EXERCISE:
Please state how many of the lines below contain the string "sign", and reply with only that number.

Records from a point annotation dataset
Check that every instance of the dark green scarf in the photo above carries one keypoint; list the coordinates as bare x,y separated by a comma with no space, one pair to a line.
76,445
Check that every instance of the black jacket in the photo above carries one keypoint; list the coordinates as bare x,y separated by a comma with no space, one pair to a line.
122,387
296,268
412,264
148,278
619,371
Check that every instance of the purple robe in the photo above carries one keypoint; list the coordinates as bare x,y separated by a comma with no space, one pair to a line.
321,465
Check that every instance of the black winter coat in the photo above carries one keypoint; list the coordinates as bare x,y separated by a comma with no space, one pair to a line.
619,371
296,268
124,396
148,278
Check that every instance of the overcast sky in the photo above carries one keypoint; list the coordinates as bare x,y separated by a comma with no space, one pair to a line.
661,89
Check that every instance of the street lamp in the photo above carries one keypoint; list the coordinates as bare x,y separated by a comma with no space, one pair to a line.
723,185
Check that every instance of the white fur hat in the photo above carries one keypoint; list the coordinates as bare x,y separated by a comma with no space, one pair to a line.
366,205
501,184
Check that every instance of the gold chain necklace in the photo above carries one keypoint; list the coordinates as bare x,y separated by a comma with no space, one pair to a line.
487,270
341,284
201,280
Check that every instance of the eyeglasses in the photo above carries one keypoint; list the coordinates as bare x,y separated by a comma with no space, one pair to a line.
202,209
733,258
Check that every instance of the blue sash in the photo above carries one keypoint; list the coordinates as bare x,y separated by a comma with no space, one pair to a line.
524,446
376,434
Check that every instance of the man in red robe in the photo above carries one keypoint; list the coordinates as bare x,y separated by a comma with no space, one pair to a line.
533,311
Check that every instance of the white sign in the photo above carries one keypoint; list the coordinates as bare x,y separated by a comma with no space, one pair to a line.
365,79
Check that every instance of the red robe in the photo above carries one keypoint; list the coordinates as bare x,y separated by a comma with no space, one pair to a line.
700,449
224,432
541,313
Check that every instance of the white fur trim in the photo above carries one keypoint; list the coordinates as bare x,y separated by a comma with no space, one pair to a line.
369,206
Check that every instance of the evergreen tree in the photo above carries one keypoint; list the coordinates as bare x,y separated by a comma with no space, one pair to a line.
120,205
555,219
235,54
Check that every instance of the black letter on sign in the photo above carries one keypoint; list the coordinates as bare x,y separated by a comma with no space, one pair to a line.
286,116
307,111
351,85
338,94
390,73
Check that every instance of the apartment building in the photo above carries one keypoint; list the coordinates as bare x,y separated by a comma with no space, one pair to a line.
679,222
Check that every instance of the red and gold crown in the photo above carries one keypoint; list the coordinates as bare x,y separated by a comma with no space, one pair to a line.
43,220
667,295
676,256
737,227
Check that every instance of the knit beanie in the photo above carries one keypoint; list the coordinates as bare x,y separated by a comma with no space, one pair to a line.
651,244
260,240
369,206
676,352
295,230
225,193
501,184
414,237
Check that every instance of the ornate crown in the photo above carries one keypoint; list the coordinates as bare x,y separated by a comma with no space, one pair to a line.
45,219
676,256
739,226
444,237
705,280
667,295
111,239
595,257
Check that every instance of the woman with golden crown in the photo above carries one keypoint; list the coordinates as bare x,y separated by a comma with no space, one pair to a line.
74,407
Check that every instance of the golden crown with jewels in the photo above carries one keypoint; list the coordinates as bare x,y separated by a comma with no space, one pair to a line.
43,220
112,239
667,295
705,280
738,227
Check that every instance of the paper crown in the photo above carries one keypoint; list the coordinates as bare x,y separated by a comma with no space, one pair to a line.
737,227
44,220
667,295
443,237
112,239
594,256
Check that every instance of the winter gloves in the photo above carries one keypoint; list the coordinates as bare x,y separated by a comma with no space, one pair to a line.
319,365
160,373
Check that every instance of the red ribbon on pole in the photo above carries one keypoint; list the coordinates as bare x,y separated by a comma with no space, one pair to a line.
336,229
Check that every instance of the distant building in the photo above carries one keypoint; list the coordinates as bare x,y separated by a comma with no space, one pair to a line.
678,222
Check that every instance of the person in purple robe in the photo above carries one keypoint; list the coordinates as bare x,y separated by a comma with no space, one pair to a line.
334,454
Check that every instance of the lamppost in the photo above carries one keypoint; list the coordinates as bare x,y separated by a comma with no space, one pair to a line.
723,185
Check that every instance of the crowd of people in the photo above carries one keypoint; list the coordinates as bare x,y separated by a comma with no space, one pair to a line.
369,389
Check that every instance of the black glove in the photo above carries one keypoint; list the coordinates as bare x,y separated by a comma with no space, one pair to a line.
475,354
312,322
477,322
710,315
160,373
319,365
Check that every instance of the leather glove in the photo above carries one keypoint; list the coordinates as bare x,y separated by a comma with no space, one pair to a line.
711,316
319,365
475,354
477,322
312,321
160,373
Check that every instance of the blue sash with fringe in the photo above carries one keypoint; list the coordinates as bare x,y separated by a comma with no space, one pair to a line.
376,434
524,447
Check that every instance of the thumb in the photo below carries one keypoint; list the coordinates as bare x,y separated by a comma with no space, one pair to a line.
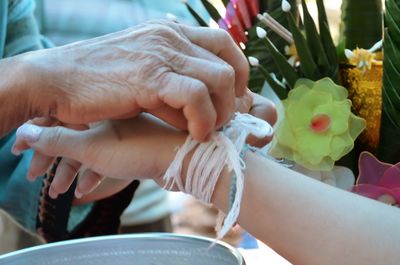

ANSWER FOR THE TASK:
2